Can you print the listing below line for line, with the picture left out?

================================

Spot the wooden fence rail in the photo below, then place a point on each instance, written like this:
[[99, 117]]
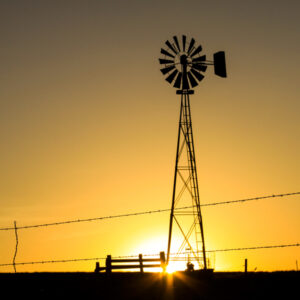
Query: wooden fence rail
[[126, 263]]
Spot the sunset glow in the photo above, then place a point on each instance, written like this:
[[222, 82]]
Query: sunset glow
[[88, 130]]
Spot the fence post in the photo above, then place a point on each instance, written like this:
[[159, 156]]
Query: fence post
[[16, 250], [141, 263], [163, 261], [108, 264]]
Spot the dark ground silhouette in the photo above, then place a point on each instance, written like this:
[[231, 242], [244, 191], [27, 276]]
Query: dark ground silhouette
[[259, 285]]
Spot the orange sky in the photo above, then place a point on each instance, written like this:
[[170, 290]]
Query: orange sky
[[88, 128]]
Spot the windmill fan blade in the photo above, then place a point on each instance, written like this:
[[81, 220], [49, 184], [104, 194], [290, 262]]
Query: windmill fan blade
[[199, 48], [192, 80], [183, 42], [178, 81], [167, 69], [219, 64], [165, 61], [171, 47], [176, 42], [185, 83], [198, 75], [192, 43], [163, 51], [200, 58], [171, 77], [199, 67]]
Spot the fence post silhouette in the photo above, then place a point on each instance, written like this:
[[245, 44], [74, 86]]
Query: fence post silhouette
[[141, 263], [16, 250], [163, 261], [108, 264], [246, 265]]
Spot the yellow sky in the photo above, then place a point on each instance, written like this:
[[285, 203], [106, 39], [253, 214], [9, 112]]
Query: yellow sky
[[88, 128]]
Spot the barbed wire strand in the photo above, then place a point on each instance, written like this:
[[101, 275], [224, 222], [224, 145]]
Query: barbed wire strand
[[148, 212], [156, 254]]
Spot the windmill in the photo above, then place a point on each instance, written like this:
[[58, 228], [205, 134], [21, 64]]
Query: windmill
[[184, 65]]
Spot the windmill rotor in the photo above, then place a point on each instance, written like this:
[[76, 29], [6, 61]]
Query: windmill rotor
[[184, 65]]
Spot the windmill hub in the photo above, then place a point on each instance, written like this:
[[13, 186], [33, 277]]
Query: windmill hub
[[183, 60]]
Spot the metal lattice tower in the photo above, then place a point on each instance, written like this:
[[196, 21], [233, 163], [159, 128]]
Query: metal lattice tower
[[184, 65]]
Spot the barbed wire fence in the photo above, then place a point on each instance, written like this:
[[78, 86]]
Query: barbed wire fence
[[15, 228]]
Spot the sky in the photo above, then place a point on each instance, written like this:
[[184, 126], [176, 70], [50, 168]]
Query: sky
[[88, 128]]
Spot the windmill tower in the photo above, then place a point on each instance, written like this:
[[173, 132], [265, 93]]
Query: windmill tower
[[183, 67]]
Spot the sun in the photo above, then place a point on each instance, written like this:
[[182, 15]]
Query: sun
[[171, 268]]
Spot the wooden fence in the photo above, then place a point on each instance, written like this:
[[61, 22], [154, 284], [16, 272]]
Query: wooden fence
[[129, 263]]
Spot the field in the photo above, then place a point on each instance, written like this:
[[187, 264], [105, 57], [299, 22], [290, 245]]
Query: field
[[180, 285]]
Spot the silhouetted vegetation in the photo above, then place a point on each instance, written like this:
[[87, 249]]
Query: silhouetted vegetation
[[260, 285]]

================================

Task answer =>
Spot the wooden fence rail in the photo below, then place a point on each instance, written like this:
[[99, 117]]
Query: wooden fence rail
[[126, 263]]
Spot the sunset glow in the photo above, then place a point on each instance, written like this:
[[222, 82]]
Query: sunset glow
[[88, 130]]
Spot the fence post in the photo above, then place a point on each instance, written like this:
[[159, 156]]
Query: fence post
[[16, 250], [141, 263], [163, 261], [108, 264]]
Spot the dark ground silhouette in the photo above, then place a point on each instance, written like this:
[[231, 242], [244, 191], [27, 276]]
Query: dark ground silhouette
[[259, 285]]
Spot the orange sky in the photo above, then place a point on each instance, written like this:
[[170, 290]]
Query: orange sky
[[88, 128]]
Spot the windmill fan blade in the photo above, then place a point on each instance, written like this:
[[81, 220], [49, 184], [104, 194], [290, 262]]
Query: windmill fan blade
[[199, 48], [192, 80], [183, 42], [178, 81], [167, 69], [219, 64], [165, 61], [171, 47], [176, 42], [185, 83], [198, 75], [192, 43], [163, 51], [200, 58], [171, 77], [199, 67]]
Spot the fence post silhouette in the photo above, then place a point on each instance, written like this:
[[245, 44], [74, 86]]
Query: fence post silhouette
[[141, 263], [16, 250], [163, 261], [108, 264], [246, 265]]
Spot the yellow sky in the photo above, then place a point on each instance, written like this:
[[285, 203], [106, 39], [253, 214], [9, 112]]
Query: yellow sky
[[88, 128]]
Spot the barbed wire strand in the photo above, then place a point on each instance, written like this:
[[101, 275], [224, 222], [224, 145]]
Query: barbed wire strand
[[148, 212], [156, 254]]
Spot the windmill in the photo above, then place a point on each instance, written like this:
[[58, 228], [205, 134], [21, 64]]
Query: windmill
[[184, 65]]
Spot the windmill rotor in the photo above, then place a point on each instance, written like this:
[[76, 29], [6, 61]]
Query: windmill rotor
[[184, 65]]
Spot the windmill hub in the photo above, then place a point on each instance, written like this:
[[13, 186], [33, 277]]
Query: windmill hub
[[183, 60]]
Spot the metal lattice tower in the photo above, then place a point on each instance, written like this:
[[196, 21], [233, 163], [159, 128]]
Query: metal lattice tower
[[184, 65]]
Spot the barbed wire fence in the photo above, then place a point on each instance, written like this:
[[78, 86]]
Query: barbed wire fence
[[15, 228]]
Spot the sky in the photo above, then place a point on each instance, written like this:
[[184, 126], [176, 70], [50, 168]]
Query: sky
[[88, 128]]
Spot the windmill tower in the photo above, then place a point on each instance, written like this:
[[173, 132], [265, 93]]
Query: windmill tower
[[183, 67]]
Spot the sun in the photo above, then place a point on each instance, written like this:
[[182, 15]]
Query: sun
[[171, 268]]
Spot the wooden fence in the photo above, then place a point on each instance, written like this:
[[61, 22], [154, 284], [16, 272]]
Query: wooden fence
[[129, 263]]
Spot the field in the photo above, then place a point on each instance, written like this:
[[187, 264], [105, 57], [299, 22], [290, 245]]
Query: field
[[180, 285]]
Spot the silhouetted vegetation in the photo above, then place a point on each instance, written like this:
[[87, 249]]
Query: silhouetted vegetation
[[260, 285]]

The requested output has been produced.